= What you have to do =
Collect all lines from the records below that include the word "tile".

= Data for this task =
____________

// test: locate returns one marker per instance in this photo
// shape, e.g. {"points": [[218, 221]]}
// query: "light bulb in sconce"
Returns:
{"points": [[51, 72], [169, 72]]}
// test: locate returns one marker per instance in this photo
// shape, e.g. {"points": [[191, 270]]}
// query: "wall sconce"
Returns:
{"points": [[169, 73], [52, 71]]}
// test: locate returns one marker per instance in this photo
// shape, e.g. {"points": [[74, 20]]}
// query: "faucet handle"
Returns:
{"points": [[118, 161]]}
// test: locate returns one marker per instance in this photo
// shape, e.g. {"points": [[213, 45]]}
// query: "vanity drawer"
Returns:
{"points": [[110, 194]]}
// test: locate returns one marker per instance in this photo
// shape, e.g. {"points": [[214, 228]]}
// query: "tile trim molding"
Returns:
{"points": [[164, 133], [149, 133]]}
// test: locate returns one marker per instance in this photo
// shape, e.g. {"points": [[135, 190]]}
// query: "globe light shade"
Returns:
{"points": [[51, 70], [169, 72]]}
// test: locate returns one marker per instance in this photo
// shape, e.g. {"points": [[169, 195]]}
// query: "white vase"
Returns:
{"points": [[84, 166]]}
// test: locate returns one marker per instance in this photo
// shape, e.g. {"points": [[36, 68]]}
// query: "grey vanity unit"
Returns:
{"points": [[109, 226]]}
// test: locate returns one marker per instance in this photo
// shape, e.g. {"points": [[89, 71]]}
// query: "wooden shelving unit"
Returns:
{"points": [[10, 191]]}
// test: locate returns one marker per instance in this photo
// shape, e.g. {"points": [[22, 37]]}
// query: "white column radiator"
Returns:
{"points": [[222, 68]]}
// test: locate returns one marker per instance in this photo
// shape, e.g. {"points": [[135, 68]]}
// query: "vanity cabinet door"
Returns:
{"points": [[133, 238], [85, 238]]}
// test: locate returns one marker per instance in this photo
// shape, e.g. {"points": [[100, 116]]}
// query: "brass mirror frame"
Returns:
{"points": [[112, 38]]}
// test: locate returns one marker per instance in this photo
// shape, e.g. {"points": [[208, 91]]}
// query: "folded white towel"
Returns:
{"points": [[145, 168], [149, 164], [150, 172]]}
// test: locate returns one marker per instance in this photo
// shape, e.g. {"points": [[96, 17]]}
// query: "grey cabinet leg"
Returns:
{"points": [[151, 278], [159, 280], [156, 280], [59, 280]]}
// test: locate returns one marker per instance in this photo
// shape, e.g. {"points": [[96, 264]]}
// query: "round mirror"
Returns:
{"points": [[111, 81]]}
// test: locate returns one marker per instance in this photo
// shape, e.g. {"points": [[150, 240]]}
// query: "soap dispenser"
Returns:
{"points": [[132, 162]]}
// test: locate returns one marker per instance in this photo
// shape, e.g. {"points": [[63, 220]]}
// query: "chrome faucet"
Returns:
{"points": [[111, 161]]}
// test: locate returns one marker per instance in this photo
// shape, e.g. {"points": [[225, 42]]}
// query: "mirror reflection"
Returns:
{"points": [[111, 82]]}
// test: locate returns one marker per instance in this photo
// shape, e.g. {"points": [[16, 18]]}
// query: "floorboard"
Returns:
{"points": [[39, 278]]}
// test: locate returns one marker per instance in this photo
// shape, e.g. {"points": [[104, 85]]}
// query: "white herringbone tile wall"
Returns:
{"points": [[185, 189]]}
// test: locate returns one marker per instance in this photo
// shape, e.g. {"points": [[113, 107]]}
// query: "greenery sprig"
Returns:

____________

= Written solution =
// query: "tile trim molding"
// query: "white herringbone tile wall"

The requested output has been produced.